» **Given passage**
------------------------------------------------------------

Investigation into ethanol effects on combustion and particle number emissions in a spark-ignition to compression-ignition (SICI) engine

Abstract

Spark assistance along with oxygenated components addition is a promising method to achieve stable compression ignition, high thermal efficiency and low particle emission. To this end, ethanol blended with non-oxygenated gasoline was fueled to an engine working with spark-ignition to compression-ignition (SICI) mode under air dilution and exhaust-diluted conditions. The effects of ethanol addition on engine performance including combustion characteristics, fuel economy, particle number (PN) emissions, were studied in two categories: changing research octane number (RON) by varying ethanol content and maintaining RON by changing fuel type. The results showed that ethanol addition by splash blending suppressed knock tendency, and the knock intensity could be lowered by up to 65–75% with increasing ethanol content. However, when maintaining the same RON, the ethanol-gasoline blend exhibited higher knock intensity than pure gasoline due to synergistic effects between ethanol and aromatics on auto-ignition. Compared to pure spark ignition with high-RON gasolines, using ethanol-gasoline blends under SICI could reduce the minimum fuel consumption rate by up to 25 g/(kW·h). To characterize the high-efficiency cycles under SICI, two dimensionless parameters were proposed by considering the ratios of heat release amount and duration between the flame propagation stage and auto-ignition stage. The two parameters showed good exponential correlation. As for emissions, blending ethanol could basically reduce PN emissions under SICI mode except for the cases with significant increase in nucleation particles, such as those with high knock intensity under stoichiometric condition and poor combustion quality under heavily exhaust-diluted conditions. The total PN reduction by blending ethanol is mainly due to the decrease of accumulation mode particles, during the stage of flame propagation rather than auto-ignition. Blending ethanol into non-oxygenated gasoline will directly increase unburned hydrocarbons and nitrogen oxides due to the low auto-ignition propensity of ethanol under stoichiometric or moderately lean conditions according to the temperature-pressure trajectory. Therefore, a dedicated combustion system with higher compression ratio and lean-boosted mixture is required to enhance ethanol's reactivity and achieve better fuel economy along with low PN emission for diluted SICI combustion.

------------------------------------------------------------

Dataset rows on where objects appear
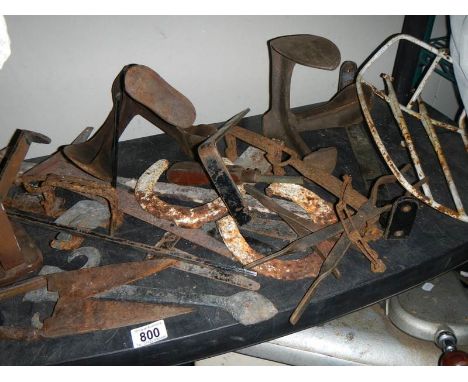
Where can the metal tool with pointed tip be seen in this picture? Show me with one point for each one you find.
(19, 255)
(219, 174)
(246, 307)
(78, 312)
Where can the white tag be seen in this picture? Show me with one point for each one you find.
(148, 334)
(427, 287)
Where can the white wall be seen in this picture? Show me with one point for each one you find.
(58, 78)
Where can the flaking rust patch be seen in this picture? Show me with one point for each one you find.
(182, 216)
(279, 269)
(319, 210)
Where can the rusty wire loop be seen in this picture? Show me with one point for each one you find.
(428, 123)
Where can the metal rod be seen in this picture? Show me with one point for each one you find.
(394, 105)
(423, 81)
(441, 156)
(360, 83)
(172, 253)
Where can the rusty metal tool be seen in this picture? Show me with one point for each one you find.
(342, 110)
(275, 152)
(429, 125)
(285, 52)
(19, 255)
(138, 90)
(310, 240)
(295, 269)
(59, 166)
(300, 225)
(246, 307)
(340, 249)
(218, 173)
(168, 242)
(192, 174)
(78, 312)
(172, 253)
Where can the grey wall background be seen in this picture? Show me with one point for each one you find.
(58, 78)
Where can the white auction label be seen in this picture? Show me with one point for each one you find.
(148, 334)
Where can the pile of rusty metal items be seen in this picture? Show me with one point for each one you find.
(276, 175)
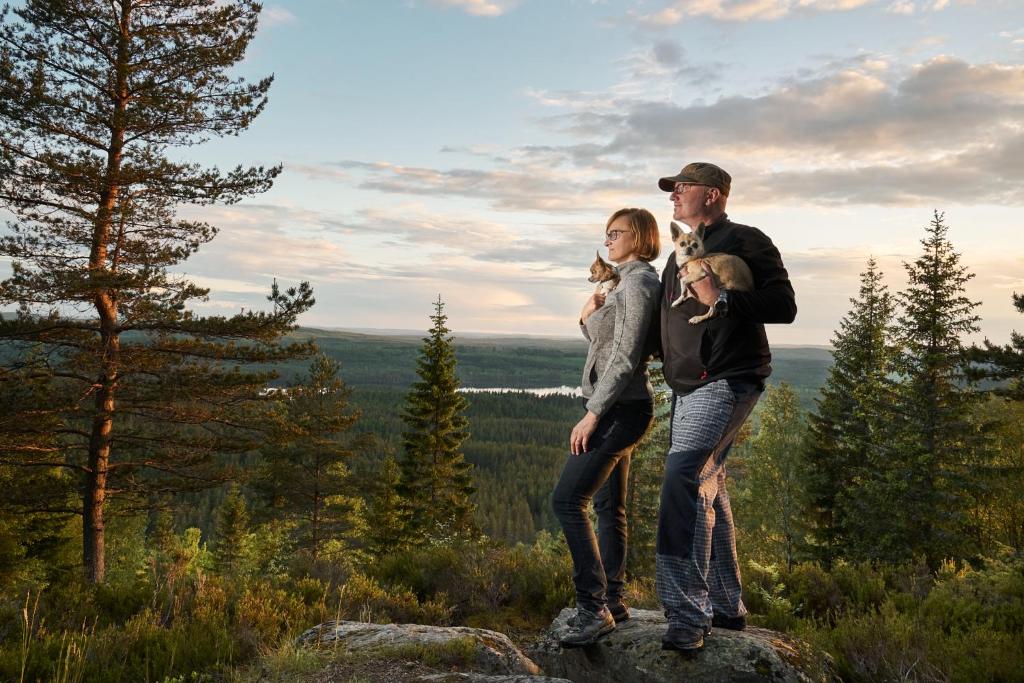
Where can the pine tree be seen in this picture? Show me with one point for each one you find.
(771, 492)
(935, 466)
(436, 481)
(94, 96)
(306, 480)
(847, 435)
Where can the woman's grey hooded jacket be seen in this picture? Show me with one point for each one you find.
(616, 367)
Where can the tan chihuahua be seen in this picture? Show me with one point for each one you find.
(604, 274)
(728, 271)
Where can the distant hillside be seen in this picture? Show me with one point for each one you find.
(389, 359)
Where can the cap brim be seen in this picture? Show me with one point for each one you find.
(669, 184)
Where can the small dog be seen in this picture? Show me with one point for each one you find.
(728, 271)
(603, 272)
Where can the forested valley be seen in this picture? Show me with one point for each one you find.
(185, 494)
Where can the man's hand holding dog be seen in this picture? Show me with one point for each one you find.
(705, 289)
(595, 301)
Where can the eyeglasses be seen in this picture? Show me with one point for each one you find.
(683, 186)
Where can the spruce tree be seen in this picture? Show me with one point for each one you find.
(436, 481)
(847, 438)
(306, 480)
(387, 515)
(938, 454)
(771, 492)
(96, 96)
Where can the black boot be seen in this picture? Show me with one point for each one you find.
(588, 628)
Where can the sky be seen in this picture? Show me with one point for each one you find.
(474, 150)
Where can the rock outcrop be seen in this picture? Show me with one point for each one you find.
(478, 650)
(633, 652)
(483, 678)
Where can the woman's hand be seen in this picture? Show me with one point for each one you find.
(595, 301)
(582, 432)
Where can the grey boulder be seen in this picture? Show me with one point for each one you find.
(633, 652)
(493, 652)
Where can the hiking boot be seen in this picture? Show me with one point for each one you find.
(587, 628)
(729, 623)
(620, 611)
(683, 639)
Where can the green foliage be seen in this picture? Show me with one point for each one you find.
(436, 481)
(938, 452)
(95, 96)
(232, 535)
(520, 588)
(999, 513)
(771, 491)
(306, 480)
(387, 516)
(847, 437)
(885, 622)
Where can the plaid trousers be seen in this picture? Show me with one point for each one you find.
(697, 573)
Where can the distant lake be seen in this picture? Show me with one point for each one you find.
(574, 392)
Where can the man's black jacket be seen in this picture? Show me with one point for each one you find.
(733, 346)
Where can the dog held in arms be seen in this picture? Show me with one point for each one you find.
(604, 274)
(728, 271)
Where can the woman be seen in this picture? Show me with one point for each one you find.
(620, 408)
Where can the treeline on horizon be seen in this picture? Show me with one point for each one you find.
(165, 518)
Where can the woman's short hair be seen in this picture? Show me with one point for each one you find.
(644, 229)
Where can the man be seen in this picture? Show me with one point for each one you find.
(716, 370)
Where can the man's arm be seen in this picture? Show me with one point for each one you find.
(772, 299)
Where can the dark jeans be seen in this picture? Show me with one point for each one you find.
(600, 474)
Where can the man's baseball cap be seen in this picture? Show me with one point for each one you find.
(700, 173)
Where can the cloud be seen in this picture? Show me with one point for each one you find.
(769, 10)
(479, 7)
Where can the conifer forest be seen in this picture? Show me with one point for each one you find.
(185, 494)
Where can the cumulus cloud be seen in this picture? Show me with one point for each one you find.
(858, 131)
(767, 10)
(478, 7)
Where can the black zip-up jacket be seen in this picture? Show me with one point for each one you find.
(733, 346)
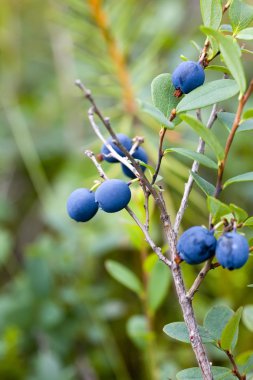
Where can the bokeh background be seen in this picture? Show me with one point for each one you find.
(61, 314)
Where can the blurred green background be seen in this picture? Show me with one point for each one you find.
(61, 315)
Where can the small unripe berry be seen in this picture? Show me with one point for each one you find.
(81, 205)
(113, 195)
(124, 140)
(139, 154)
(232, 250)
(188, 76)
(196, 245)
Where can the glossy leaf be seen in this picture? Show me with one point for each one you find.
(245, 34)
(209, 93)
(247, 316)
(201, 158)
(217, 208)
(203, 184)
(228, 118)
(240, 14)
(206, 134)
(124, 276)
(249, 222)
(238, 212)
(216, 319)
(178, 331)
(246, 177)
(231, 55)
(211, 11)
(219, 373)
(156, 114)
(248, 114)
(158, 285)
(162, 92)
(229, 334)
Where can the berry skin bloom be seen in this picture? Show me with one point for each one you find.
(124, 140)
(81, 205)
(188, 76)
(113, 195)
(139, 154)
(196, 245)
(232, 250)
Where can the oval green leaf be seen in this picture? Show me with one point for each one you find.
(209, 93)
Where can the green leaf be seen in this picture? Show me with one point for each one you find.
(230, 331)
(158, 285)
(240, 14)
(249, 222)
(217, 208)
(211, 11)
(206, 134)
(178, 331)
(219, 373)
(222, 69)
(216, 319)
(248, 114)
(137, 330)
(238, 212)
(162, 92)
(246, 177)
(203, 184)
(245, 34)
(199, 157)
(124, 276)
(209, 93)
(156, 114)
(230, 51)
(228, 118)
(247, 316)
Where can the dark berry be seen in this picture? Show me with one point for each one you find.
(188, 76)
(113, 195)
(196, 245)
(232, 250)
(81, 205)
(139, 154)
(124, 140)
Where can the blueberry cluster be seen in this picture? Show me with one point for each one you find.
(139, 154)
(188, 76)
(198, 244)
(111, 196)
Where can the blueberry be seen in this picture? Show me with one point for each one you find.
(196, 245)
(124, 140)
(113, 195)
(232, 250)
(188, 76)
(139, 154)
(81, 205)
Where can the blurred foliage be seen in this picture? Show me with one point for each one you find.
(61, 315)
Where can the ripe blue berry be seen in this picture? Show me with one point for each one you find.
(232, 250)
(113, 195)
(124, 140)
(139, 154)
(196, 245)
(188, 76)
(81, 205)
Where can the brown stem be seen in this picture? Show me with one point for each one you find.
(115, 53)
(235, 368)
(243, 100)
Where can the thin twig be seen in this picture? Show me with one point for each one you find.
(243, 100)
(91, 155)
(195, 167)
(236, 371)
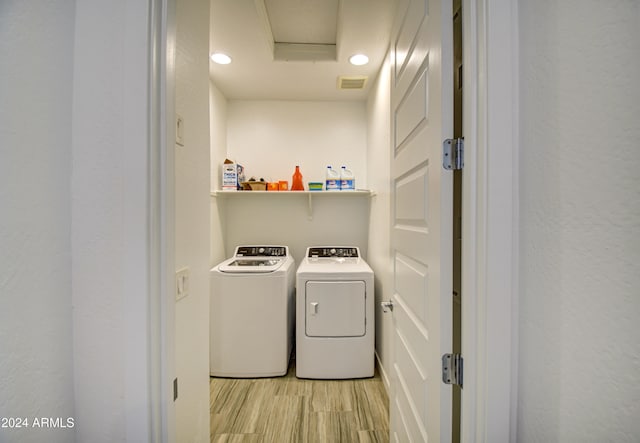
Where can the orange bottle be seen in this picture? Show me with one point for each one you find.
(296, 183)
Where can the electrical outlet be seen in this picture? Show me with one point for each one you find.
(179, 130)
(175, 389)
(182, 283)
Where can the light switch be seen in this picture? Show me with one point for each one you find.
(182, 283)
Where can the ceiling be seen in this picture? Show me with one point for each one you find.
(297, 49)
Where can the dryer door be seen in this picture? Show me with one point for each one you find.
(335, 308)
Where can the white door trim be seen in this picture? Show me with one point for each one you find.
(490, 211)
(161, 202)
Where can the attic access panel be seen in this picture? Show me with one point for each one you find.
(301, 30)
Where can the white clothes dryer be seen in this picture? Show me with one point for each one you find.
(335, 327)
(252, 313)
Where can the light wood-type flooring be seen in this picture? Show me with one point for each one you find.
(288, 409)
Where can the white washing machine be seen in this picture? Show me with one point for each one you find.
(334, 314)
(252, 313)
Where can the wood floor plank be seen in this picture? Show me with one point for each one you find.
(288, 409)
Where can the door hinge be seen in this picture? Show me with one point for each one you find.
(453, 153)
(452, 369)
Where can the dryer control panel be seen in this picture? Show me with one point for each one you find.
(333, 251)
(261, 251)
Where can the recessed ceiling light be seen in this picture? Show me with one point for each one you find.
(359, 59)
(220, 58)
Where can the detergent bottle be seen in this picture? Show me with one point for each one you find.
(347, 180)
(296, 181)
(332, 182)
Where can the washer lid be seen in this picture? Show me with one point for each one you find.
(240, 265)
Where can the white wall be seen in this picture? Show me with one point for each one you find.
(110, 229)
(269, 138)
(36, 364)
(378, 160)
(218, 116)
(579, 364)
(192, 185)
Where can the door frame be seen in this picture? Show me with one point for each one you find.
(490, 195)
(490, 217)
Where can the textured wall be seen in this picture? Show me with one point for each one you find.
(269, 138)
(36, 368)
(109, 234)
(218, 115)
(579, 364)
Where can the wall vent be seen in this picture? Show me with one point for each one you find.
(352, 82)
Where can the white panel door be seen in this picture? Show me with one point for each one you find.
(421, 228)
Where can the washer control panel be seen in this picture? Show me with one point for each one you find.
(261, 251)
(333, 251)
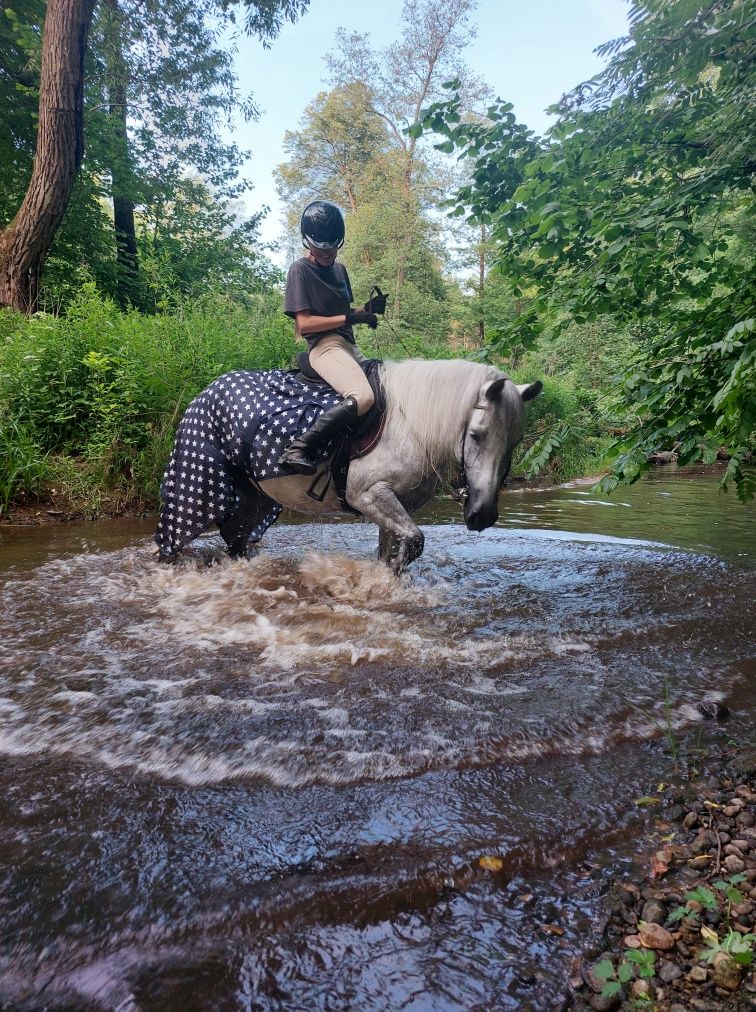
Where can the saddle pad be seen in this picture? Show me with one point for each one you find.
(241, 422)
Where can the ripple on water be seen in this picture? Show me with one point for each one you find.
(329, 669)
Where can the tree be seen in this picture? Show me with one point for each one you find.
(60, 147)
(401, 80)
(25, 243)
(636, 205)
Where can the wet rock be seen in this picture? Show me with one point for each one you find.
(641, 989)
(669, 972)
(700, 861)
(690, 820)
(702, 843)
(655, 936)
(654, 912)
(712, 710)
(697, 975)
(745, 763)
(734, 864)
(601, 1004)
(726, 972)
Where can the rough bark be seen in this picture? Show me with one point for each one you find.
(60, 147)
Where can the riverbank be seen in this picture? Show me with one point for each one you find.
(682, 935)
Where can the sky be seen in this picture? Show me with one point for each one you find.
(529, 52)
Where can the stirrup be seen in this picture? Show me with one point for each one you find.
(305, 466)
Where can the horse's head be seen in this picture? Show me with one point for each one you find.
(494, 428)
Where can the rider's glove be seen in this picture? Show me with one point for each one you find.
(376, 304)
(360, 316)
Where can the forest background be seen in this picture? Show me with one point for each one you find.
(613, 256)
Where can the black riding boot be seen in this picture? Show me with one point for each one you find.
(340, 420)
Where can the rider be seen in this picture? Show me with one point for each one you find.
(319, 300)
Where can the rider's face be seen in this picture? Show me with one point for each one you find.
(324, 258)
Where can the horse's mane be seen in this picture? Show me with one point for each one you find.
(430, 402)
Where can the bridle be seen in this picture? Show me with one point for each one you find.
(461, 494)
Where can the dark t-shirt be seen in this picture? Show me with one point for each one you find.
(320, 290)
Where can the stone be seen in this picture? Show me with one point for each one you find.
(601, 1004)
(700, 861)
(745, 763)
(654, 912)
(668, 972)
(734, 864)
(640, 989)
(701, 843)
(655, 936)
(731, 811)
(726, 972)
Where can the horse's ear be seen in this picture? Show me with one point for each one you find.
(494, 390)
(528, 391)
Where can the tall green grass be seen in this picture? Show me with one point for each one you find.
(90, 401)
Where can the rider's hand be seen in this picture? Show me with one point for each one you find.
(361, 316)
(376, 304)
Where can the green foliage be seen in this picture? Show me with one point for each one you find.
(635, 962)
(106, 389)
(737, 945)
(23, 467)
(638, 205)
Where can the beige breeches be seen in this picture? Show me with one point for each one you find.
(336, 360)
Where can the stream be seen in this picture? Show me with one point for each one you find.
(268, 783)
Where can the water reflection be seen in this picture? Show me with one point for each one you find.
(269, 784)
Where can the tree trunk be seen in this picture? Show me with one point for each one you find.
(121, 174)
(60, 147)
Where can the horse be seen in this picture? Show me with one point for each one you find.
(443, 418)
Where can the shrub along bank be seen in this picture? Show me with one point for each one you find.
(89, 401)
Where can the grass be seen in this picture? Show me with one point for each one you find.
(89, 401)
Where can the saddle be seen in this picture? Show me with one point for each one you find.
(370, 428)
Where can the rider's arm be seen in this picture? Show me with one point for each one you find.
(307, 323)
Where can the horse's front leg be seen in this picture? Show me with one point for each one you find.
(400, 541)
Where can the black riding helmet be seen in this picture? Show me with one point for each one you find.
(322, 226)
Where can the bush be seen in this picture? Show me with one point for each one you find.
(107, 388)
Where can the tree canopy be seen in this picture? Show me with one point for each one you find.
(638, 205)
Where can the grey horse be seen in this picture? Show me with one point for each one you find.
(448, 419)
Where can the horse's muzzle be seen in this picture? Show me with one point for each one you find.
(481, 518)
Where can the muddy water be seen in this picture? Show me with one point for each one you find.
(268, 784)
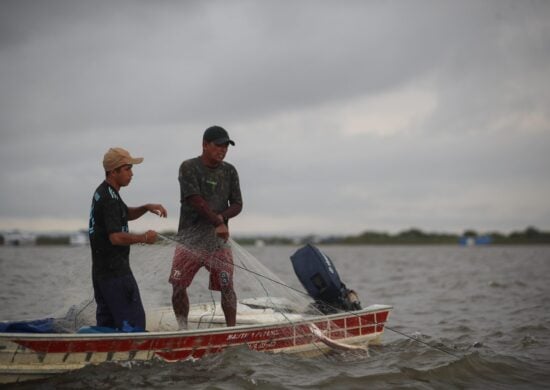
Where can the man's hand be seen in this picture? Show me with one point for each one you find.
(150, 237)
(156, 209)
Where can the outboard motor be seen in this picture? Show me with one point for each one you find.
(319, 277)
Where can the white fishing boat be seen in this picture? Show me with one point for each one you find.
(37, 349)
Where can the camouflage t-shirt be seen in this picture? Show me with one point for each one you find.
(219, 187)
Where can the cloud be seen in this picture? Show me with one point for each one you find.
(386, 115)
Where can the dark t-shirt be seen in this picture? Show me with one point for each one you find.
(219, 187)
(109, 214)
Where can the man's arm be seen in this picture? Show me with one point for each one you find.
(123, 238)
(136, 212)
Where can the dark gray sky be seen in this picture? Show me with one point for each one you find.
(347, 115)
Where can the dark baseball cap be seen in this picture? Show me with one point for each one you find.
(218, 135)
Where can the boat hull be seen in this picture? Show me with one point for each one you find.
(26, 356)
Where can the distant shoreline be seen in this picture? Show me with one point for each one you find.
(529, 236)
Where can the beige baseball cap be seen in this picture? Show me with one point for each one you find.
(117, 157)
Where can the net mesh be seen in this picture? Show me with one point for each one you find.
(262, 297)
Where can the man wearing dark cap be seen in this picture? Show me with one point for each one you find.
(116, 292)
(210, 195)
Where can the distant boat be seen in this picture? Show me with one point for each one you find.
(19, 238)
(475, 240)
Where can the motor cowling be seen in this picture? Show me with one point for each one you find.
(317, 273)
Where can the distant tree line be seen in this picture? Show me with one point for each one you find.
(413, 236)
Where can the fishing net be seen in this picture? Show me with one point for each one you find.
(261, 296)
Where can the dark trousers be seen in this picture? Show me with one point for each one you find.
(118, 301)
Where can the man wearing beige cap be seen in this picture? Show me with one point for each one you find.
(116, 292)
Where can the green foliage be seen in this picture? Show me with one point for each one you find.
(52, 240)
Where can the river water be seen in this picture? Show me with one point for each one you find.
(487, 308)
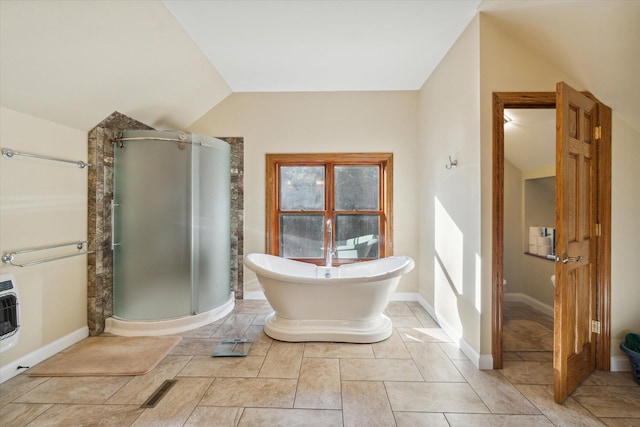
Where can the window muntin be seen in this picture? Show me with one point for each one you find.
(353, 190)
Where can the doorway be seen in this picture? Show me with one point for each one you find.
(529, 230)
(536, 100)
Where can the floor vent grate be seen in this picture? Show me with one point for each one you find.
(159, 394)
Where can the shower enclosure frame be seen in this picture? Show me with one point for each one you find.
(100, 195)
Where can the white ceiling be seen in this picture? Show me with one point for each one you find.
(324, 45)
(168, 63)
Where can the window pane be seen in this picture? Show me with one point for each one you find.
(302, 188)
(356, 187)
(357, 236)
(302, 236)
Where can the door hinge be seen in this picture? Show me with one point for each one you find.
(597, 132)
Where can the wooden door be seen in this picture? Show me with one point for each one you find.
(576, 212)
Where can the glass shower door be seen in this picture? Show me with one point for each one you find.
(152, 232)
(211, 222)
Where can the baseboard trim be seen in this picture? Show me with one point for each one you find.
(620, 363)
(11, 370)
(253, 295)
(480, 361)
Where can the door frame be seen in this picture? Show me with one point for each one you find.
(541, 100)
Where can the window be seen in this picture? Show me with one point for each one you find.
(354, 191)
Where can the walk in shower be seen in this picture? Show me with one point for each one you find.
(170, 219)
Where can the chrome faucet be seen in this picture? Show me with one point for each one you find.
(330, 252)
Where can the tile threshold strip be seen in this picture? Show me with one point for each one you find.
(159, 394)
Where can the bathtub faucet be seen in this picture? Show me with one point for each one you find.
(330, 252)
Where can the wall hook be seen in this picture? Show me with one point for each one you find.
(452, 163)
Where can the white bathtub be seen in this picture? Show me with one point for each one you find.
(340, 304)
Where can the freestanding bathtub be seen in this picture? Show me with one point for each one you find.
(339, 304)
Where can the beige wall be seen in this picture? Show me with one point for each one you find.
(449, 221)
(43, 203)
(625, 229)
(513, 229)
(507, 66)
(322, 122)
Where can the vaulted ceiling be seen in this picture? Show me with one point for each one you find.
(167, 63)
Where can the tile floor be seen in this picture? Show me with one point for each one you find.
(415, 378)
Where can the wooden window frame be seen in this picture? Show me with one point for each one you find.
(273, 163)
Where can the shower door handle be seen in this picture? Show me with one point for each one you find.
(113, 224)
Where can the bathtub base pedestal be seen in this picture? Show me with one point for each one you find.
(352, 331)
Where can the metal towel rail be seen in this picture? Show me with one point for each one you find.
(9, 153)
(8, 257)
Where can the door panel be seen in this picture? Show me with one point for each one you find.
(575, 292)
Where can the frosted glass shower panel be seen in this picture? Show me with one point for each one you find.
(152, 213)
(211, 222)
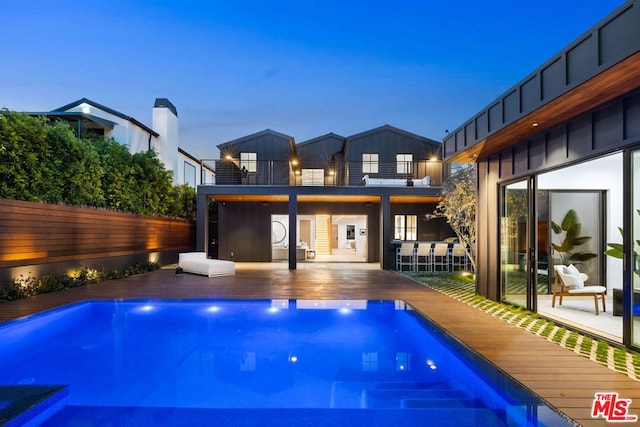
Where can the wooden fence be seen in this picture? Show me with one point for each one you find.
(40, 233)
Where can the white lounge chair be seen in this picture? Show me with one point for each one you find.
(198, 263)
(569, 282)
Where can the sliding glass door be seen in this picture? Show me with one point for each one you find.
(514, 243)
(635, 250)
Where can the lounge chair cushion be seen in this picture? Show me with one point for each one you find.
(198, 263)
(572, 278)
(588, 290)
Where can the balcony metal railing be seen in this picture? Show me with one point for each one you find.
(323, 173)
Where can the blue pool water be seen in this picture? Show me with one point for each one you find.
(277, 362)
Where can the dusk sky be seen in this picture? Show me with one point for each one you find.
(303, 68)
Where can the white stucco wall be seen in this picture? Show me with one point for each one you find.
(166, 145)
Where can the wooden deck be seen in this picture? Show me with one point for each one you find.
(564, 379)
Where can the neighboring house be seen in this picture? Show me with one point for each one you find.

------------------------------------------------------------

» **What the exercise asks**
In the ethanol combustion abstract, how much could knock intensity be lowered with increasing ethanol content?

» **Written solution**
By up to 65–75%.